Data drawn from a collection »
____
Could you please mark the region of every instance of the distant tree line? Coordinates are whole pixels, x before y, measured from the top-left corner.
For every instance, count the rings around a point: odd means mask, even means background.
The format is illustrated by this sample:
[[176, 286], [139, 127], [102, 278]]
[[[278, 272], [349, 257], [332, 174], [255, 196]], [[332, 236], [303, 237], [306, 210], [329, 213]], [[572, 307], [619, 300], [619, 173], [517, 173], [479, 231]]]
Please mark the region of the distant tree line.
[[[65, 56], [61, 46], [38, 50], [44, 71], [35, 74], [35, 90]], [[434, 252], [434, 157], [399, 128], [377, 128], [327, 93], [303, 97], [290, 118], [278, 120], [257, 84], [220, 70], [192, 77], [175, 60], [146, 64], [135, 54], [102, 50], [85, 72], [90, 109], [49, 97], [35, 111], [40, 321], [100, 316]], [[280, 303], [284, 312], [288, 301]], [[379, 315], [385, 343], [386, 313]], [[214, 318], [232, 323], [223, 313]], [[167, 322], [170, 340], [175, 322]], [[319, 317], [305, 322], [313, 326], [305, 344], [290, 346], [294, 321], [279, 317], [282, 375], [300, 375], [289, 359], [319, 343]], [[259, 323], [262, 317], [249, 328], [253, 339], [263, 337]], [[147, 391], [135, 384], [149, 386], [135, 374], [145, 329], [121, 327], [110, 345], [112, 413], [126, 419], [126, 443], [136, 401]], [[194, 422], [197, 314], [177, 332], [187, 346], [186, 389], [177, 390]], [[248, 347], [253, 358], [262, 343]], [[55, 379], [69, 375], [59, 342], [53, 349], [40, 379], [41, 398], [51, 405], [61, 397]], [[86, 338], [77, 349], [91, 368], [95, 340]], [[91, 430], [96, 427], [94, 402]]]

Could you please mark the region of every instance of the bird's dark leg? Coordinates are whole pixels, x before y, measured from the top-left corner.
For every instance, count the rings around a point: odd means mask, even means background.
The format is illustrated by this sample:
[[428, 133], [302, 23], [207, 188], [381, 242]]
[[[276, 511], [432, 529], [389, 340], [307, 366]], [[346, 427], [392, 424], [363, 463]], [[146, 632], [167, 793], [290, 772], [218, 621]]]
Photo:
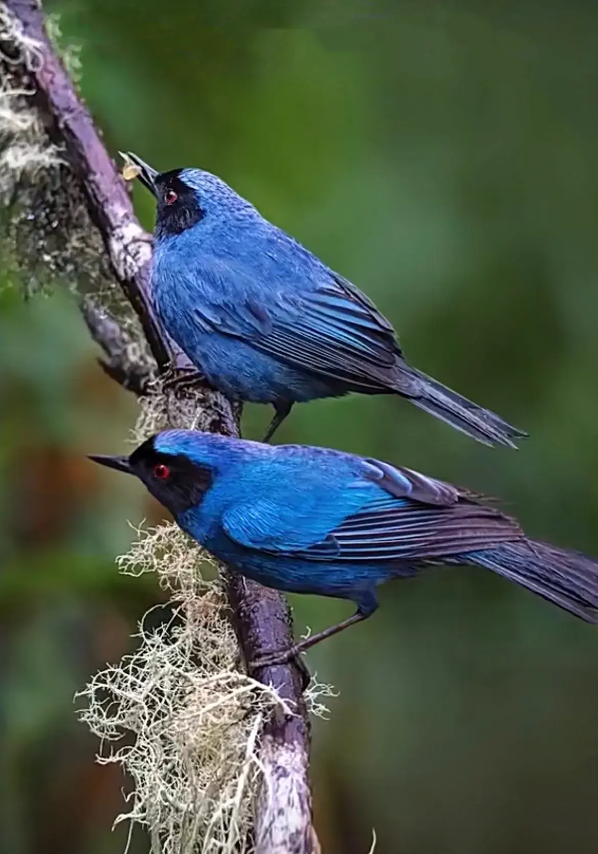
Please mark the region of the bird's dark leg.
[[193, 388], [196, 383], [205, 383], [206, 377], [197, 368], [174, 368], [162, 383], [162, 389], [173, 389]]
[[266, 430], [266, 436], [261, 440], [262, 442], [270, 442], [274, 433], [292, 409], [292, 407], [293, 404], [289, 403], [287, 401], [274, 404], [274, 418], [270, 422], [270, 426]]
[[250, 672], [253, 672], [261, 667], [272, 667], [273, 664], [285, 664], [293, 658], [298, 662], [301, 660], [299, 656], [302, 652], [305, 652], [306, 650], [320, 643], [320, 640], [325, 640], [326, 638], [342, 632], [344, 629], [349, 629], [349, 626], [355, 625], [355, 623], [366, 620], [368, 617], [372, 617], [377, 608], [378, 600], [374, 593], [367, 591], [361, 598], [357, 611], [355, 614], [348, 617], [346, 620], [343, 620], [342, 623], [331, 626], [329, 629], [325, 629], [324, 631], [318, 632], [316, 635], [312, 635], [311, 637], [305, 638], [304, 640], [296, 643], [287, 650], [261, 655], [248, 663], [249, 669]]

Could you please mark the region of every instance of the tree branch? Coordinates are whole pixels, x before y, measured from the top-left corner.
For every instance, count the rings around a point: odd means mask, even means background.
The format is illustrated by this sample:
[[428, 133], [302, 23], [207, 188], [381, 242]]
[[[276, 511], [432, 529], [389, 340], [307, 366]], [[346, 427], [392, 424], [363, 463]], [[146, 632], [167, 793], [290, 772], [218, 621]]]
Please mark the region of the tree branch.
[[[155, 366], [151, 366], [132, 356], [132, 341], [116, 318], [99, 302], [85, 298], [80, 303], [81, 311], [92, 337], [105, 354], [101, 364], [125, 388], [138, 395], [150, 393], [156, 366], [158, 376], [164, 376], [173, 365], [191, 367], [186, 357], [161, 331], [152, 311], [151, 237], [136, 219], [125, 182], [47, 38], [37, 0], [5, 0], [3, 5], [20, 21], [23, 34], [36, 43], [40, 61], [26, 72], [32, 86], [32, 104], [80, 182], [89, 217], [102, 237], [114, 278], [139, 318], [155, 360]], [[0, 11], [2, 6], [0, 3]], [[239, 413], [230, 401], [201, 382], [196, 382], [194, 392], [202, 409], [203, 429], [239, 435]], [[290, 646], [290, 613], [280, 594], [232, 572], [226, 572], [226, 578], [245, 659]], [[268, 787], [262, 787], [256, 802], [255, 851], [257, 854], [317, 854], [320, 845], [312, 826], [308, 781], [309, 724], [301, 675], [291, 664], [264, 668], [260, 676], [277, 688], [296, 715], [277, 714], [261, 734], [260, 758]]]

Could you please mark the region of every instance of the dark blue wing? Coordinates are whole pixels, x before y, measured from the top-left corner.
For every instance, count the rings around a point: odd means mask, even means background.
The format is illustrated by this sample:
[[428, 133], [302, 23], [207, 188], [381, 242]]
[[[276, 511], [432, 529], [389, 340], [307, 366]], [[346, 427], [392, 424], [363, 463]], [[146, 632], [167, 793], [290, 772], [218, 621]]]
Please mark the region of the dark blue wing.
[[348, 517], [302, 555], [312, 560], [433, 560], [521, 535], [514, 520], [486, 505], [464, 500], [427, 506], [387, 498]]
[[402, 353], [388, 320], [346, 279], [329, 273], [314, 290], [265, 288], [244, 267], [202, 259], [194, 322], [242, 338], [277, 359], [363, 390], [412, 382], [396, 370]]
[[290, 467], [282, 450], [287, 467], [268, 477], [267, 494], [249, 484], [248, 499], [223, 515], [226, 534], [248, 548], [306, 560], [433, 560], [522, 535], [476, 494], [410, 469], [361, 459], [339, 479], [325, 468], [331, 452], [319, 449], [320, 462], [309, 448], [307, 465], [297, 455]]

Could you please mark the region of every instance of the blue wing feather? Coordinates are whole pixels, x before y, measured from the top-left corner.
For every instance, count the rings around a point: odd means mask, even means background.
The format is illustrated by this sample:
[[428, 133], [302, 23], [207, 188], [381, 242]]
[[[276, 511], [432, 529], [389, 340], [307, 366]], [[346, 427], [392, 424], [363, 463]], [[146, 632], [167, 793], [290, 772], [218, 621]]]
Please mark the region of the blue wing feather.
[[521, 536], [473, 494], [379, 460], [353, 465], [350, 477], [320, 465], [315, 479], [311, 469], [281, 472], [267, 497], [226, 510], [226, 534], [268, 553], [348, 562], [434, 559]]
[[265, 284], [232, 260], [202, 257], [180, 276], [202, 330], [364, 390], [397, 382], [402, 353], [390, 324], [350, 283], [324, 267], [320, 272], [321, 283], [298, 290]]

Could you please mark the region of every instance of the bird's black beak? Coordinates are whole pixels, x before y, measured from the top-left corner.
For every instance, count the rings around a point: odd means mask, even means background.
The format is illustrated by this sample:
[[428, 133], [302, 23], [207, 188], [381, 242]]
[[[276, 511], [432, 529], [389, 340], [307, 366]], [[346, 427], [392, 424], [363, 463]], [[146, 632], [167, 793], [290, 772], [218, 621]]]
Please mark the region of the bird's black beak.
[[141, 170], [137, 177], [139, 178], [144, 186], [147, 187], [150, 192], [155, 196], [155, 178], [158, 177], [160, 173], [156, 172], [155, 169], [152, 169], [150, 166], [148, 166], [147, 163], [142, 161], [141, 157], [138, 157], [137, 155], [132, 153], [132, 151], [119, 151], [119, 154], [126, 162], [128, 161], [132, 163], [133, 166], [136, 166]]
[[87, 459], [91, 459], [94, 463], [99, 463], [100, 465], [108, 465], [108, 469], [126, 471], [127, 475], [133, 473], [128, 457], [110, 457], [104, 453], [90, 453]]

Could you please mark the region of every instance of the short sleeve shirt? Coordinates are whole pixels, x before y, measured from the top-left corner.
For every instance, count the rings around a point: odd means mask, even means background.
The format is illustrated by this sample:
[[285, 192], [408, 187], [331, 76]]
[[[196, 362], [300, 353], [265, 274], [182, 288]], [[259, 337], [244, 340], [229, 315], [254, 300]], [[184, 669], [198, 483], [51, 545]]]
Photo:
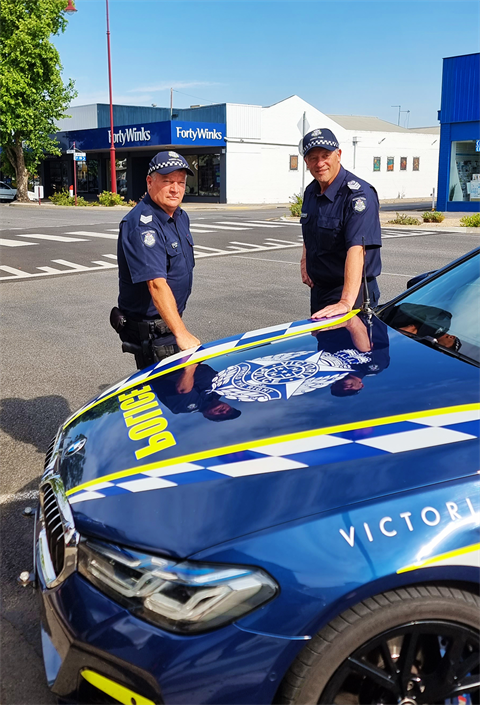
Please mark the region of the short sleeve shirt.
[[342, 166], [326, 191], [316, 180], [307, 186], [302, 206], [307, 273], [319, 286], [343, 284], [347, 251], [365, 240], [368, 279], [380, 274], [382, 246], [377, 192]]
[[147, 281], [166, 279], [181, 314], [192, 290], [195, 266], [188, 215], [170, 217], [147, 194], [120, 223], [118, 307], [136, 319], [158, 318]]

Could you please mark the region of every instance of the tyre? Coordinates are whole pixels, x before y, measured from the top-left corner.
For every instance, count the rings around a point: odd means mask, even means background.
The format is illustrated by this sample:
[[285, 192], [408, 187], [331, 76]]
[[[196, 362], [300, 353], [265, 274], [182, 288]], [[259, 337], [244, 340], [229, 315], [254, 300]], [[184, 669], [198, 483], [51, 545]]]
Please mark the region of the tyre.
[[275, 705], [480, 705], [480, 598], [419, 586], [346, 610], [297, 656]]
____
Recast the part of the material that opens with the line containing "dark blue wing?" and closes with the line containing "465], [297, 455]]" as a numbered list, leaving out any blank lines.

OUTPUT FOR THIS EXERCISE »
1. Could you please mark the region of every instance of the dark blue wing? Coordinates are whole pixels, x before y, measured from the top-left corner.
2. For every instance, count the rings around a point: odd means mask, even means background.
3. The format is illustrated by this sample:
4. [[428, 133], [302, 23], [207, 188], [381, 242]]
5. [[[276, 511], [432, 529], [389, 340], [307, 366]], [[346, 427], [392, 424], [363, 463]], [[146, 632], [167, 793], [290, 772], [218, 621]]]
6. Please mark the region of the dark blue wing.
7. [[348, 517], [302, 555], [312, 560], [433, 560], [521, 535], [514, 520], [486, 505], [464, 500], [427, 506], [387, 498]]
8. [[402, 353], [388, 320], [346, 279], [329, 273], [314, 290], [265, 288], [244, 267], [202, 259], [194, 322], [242, 338], [277, 359], [363, 390], [412, 382], [396, 370]]
9. [[290, 467], [282, 450], [287, 467], [268, 477], [267, 494], [249, 484], [248, 499], [223, 515], [226, 534], [248, 548], [306, 560], [433, 560], [522, 535], [476, 494], [410, 469], [361, 459], [339, 479], [325, 468], [331, 452], [319, 449], [320, 462], [309, 448], [307, 465], [297, 455]]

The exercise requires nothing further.